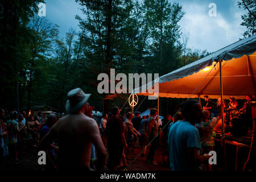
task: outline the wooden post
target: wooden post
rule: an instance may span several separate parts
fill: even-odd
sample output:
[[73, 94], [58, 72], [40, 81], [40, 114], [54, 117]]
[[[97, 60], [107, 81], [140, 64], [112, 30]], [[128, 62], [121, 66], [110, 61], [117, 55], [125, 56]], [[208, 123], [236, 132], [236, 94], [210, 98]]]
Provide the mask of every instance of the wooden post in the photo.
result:
[[[223, 104], [223, 87], [222, 87], [222, 71], [221, 71], [221, 62], [222, 60], [220, 61], [220, 91], [221, 91], [221, 105]], [[223, 148], [224, 153], [224, 169], [226, 170], [226, 144], [225, 143], [225, 127], [224, 127], [224, 108], [221, 107], [222, 117], [222, 139], [223, 139]]]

The problem |
Format everything from the start of the records down to the line containing "[[73, 94], [58, 72], [40, 81], [40, 114], [54, 117]]", both included, as a numbered list without blank lines, and leave the picture out.

Solved problem |
1. task: outline the wooden post
2. target: wooden post
3. rule: an instance may span several separate parts
4. fill: even-odd
5. sample output:
6. [[73, 94], [58, 72], [40, 81], [40, 114], [54, 117]]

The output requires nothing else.